(Exercise brief) Reformat every line of the material below as a numbered list, skipping blank lines and leaving out the pictures.

(Stored data)
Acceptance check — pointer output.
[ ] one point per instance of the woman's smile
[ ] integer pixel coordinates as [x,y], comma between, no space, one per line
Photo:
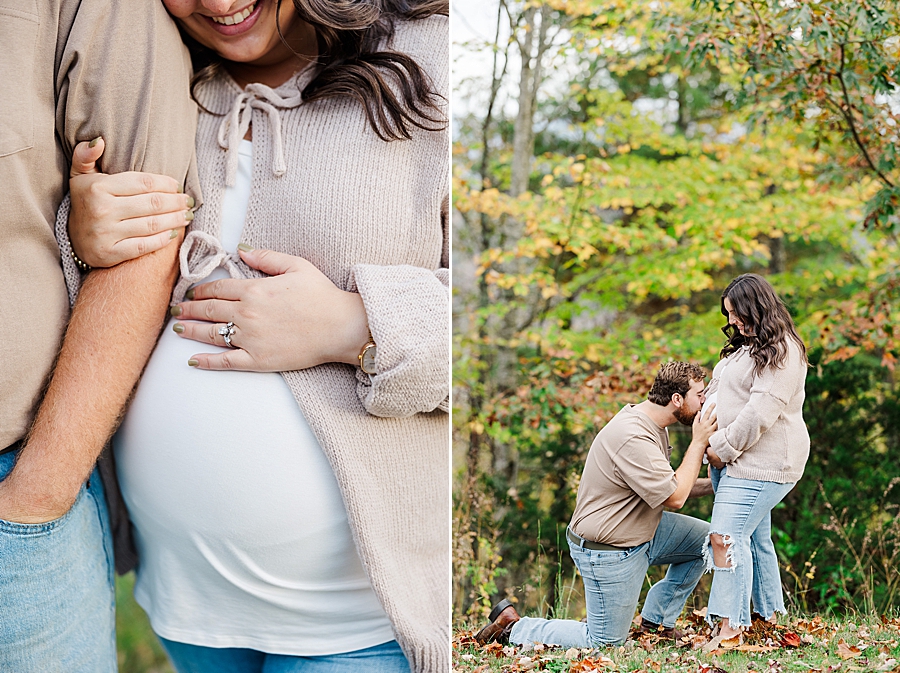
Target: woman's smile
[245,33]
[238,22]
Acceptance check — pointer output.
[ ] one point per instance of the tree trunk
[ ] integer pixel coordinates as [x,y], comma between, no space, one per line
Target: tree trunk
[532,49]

(Problem solution)
1. Acceptance check — pointer output.
2. [ ] one point per instance of the woman's smile
3. [ ] integer pixel coordinates as [x,y], comma between, no space, one per line
4. Photo:
5. Target: woman's smile
6. [245,33]
7. [238,22]
8. Acceptance check — pointer output.
9. [ ] one point per instance of the tree trunk
10. [ ] integer pixel coordinates as [x,y], comma between, no space, one per line
11. Target: tree trunk
12. [532,49]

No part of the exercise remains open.